··· ENTRIES SUPPLIED ···

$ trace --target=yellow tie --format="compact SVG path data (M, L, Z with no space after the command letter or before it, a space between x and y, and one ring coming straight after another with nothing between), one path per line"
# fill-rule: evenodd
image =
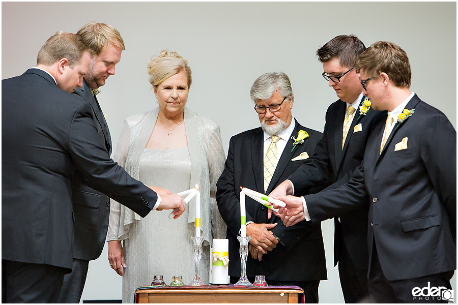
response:
M355 112L355 108L351 105L348 106L347 110L347 115L345 116L345 119L343 120L343 133L342 137L342 149L343 149L343 145L345 144L345 139L347 139L347 135L348 134L348 131L350 127L352 125L352 119L353 118L353 112Z
M385 123L385 131L383 132L383 138L382 139L382 145L380 145L380 154L382 154L382 150L383 150L383 147L385 147L386 140L388 140L388 137L390 136L390 133L388 132L388 130L391 129L391 124L393 124L393 120L394 119L391 116L391 115L388 115L388 117L386 118L386 122Z
M277 166L277 141L280 139L278 136L271 137L272 143L267 148L266 156L264 157L264 192L267 191L272 176L275 171Z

···

■ EXERCISE PROMPT: Print all the lines of the items above without any change, leaving out the pictures.

■ SOLUTION BELOW:
$ trace --target=yellow tie --format="compact SVG path data (M, L, Z with no space after the command letter or before it, a space between x and y, and one ring coming straight after another with nothing between), one path per line"
# fill-rule: evenodd
image =
response:
M355 112L355 108L351 105L348 106L347 110L347 115L345 116L345 119L343 120L343 133L342 137L342 149L343 149L343 145L345 144L345 139L347 139L347 135L348 134L348 131L350 127L352 125L352 119L353 118L353 112Z
M385 123L385 131L383 132L383 138L382 139L382 145L380 145L380 154L382 154L382 150L383 150L383 147L385 147L386 140L388 140L388 137L390 136L390 133L388 132L388 130L391 129L391 124L393 124L393 120L394 119L391 116L391 115L388 115L388 117L386 118L386 122Z
M277 166L277 141L280 139L278 136L271 137L272 143L267 148L266 156L264 157L264 192L267 191L272 176L275 171Z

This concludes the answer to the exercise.